> **What is expected**:
Find each line in the records below that contains the word "Task" and reproduce every such line in full.

> **Data records**:
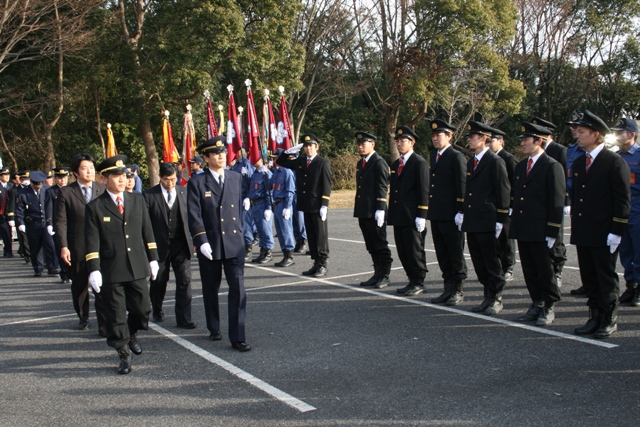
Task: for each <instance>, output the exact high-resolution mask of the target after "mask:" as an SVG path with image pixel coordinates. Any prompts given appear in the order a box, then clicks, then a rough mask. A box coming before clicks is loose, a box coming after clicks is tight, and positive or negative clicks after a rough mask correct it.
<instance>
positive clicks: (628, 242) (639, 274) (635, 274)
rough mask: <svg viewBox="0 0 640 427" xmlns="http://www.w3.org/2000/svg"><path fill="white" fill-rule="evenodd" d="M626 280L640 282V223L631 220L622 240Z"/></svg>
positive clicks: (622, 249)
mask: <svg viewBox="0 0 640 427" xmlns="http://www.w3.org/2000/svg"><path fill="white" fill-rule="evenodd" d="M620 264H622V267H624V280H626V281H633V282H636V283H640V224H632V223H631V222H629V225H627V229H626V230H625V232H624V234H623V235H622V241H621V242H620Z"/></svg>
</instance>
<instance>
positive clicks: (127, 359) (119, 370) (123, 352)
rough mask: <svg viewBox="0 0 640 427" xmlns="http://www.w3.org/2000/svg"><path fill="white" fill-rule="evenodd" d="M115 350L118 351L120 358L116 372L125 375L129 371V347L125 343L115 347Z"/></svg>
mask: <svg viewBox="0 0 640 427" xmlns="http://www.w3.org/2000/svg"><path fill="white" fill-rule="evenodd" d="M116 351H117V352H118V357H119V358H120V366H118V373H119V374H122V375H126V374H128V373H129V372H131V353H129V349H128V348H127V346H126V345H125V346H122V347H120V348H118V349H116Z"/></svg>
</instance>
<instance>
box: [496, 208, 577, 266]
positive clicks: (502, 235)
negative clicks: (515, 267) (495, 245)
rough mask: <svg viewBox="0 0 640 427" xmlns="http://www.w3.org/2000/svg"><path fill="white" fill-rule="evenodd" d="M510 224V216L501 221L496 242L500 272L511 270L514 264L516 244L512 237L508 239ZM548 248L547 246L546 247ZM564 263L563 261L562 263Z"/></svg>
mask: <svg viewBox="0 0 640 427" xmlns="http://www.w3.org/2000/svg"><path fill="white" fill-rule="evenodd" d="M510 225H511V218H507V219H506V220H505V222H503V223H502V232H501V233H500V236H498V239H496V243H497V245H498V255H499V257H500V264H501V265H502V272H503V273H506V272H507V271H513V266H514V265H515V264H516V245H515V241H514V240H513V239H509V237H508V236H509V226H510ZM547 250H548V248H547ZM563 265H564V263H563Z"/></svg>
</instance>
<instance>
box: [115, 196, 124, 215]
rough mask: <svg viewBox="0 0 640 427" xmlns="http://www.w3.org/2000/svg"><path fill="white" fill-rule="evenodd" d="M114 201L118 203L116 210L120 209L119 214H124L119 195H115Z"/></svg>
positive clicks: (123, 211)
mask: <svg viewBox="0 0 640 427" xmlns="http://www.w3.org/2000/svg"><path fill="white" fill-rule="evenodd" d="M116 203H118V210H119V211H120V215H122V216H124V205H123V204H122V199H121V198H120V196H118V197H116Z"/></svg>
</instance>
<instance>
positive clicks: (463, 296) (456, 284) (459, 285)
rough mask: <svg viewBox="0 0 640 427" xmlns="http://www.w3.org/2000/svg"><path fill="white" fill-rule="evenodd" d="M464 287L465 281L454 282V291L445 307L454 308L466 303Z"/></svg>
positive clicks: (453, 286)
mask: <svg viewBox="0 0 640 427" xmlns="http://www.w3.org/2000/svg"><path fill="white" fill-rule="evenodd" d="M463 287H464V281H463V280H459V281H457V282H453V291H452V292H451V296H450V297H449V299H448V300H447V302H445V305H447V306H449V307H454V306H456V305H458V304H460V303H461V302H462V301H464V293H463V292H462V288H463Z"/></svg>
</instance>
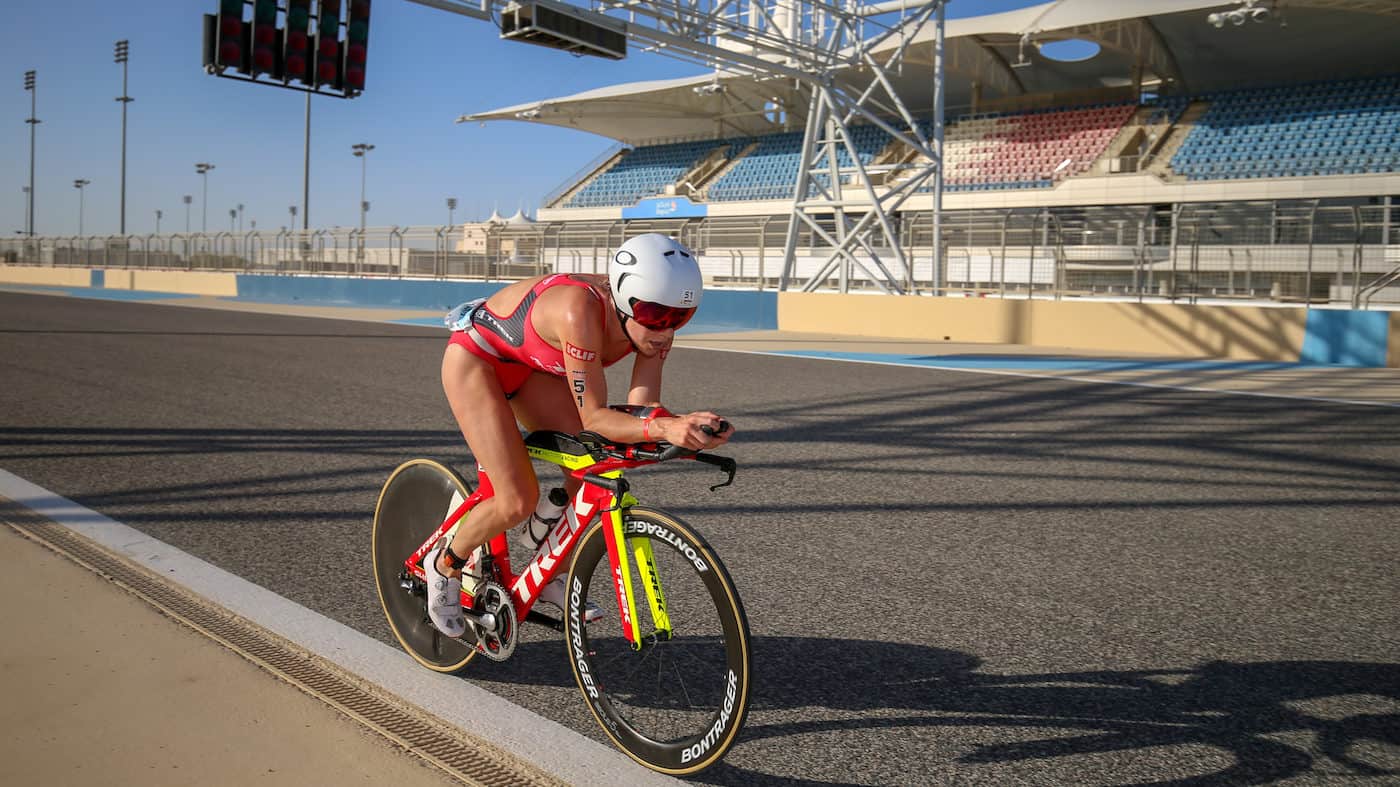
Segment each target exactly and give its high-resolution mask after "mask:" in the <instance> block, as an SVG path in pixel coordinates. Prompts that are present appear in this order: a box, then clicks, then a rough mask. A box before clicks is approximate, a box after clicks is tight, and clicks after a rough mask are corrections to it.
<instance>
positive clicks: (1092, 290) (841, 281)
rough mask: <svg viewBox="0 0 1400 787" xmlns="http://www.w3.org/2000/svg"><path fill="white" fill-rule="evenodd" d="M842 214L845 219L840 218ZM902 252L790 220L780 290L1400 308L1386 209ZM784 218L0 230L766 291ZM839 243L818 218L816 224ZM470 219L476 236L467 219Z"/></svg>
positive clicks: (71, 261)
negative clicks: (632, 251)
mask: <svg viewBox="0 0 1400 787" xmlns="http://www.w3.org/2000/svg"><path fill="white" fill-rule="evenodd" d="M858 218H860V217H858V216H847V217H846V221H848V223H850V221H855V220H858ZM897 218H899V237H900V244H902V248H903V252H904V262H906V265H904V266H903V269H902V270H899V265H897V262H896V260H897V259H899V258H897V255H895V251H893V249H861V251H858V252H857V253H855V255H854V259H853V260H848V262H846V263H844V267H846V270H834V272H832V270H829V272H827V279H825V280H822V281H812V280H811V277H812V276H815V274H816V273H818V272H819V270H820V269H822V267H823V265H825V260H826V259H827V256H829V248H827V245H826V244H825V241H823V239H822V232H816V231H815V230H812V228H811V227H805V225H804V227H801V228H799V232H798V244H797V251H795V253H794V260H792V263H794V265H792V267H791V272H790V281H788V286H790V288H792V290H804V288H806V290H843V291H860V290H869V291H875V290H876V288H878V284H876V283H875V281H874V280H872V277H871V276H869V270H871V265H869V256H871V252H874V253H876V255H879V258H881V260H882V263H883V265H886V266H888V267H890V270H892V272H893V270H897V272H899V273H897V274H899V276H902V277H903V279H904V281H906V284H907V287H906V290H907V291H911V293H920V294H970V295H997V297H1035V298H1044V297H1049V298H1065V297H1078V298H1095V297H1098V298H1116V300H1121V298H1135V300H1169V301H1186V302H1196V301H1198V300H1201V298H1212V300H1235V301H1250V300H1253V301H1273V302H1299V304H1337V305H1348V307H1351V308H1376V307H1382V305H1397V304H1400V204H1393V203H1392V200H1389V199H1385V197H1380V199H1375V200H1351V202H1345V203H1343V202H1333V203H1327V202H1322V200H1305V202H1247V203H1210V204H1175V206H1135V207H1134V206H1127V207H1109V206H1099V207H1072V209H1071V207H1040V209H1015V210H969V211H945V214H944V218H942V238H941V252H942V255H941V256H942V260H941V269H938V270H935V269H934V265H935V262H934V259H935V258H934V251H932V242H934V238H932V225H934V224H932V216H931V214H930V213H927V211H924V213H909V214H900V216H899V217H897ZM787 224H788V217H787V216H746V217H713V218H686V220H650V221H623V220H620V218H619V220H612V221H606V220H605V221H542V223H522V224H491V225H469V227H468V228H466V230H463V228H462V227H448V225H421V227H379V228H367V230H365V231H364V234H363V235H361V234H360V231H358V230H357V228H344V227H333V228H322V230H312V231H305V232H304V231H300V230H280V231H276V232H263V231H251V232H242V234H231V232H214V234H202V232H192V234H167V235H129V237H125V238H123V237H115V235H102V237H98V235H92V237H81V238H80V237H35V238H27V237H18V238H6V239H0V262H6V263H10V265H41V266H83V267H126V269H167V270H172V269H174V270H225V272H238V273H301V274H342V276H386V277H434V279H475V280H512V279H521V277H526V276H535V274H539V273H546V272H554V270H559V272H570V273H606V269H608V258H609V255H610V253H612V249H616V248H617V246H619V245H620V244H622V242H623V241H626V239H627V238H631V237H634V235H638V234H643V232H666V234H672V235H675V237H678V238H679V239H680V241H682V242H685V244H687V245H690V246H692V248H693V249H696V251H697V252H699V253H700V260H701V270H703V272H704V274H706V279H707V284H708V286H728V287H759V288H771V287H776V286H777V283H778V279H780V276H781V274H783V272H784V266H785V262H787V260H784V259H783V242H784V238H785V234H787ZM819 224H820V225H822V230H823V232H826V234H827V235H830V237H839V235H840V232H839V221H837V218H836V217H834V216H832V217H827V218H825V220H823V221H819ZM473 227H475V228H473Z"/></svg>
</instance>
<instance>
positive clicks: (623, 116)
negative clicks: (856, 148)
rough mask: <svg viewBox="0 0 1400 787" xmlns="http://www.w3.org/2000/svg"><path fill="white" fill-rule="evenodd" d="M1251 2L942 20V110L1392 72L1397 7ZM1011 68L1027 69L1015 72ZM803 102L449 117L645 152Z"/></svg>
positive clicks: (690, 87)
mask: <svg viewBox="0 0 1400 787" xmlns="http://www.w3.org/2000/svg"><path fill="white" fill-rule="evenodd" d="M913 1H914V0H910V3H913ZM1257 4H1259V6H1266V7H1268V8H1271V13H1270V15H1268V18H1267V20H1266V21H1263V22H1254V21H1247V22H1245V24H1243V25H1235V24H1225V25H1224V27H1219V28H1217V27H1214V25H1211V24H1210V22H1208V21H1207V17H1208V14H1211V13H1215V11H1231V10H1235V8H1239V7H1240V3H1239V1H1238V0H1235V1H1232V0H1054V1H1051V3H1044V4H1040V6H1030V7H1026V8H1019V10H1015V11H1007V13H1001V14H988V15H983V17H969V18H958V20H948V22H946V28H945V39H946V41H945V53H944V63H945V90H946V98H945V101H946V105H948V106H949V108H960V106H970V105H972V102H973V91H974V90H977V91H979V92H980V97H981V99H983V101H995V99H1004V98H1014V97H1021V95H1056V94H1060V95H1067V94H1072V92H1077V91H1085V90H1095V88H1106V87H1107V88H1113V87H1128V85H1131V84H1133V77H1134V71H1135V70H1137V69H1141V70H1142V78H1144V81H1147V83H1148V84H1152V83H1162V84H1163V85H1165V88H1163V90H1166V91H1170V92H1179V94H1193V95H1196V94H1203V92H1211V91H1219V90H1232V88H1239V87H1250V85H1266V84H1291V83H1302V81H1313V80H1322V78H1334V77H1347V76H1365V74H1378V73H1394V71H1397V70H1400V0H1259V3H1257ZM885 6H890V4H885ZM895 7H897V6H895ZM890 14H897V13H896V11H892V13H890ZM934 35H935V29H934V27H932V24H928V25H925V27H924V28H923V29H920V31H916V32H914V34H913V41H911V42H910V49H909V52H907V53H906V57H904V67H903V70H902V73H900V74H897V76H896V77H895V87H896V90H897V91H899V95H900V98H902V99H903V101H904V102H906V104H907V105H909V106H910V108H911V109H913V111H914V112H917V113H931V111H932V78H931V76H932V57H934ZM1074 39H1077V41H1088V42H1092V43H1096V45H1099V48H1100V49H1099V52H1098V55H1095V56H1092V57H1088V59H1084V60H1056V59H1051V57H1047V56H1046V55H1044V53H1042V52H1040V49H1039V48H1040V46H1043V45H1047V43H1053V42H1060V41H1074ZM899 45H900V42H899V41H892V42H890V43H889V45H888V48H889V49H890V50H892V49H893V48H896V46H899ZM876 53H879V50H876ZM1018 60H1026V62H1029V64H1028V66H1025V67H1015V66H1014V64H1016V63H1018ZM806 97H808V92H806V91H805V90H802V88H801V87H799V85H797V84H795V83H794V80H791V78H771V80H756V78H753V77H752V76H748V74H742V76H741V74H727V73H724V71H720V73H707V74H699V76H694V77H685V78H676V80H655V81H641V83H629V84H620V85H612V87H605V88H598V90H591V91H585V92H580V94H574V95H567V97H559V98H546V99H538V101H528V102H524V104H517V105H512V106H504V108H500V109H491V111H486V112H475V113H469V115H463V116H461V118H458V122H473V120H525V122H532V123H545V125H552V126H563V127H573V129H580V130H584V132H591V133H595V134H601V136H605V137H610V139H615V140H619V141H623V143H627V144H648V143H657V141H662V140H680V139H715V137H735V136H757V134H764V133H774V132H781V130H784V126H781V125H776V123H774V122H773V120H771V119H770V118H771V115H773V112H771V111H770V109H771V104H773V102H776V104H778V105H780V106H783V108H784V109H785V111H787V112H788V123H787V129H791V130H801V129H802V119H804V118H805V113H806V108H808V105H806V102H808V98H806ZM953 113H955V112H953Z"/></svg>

> **Solution**:
Task: for each <instance>, output the exact high-resolution mask of the target after "mask:" as an SVG path with image pixel coordinates. Any prompts given appear in the order a box, then clicks, then a rough mask. A box coming before clicks is loose, a box coming after clicks is tight, and positive or negative clicks after a rough mask correct it.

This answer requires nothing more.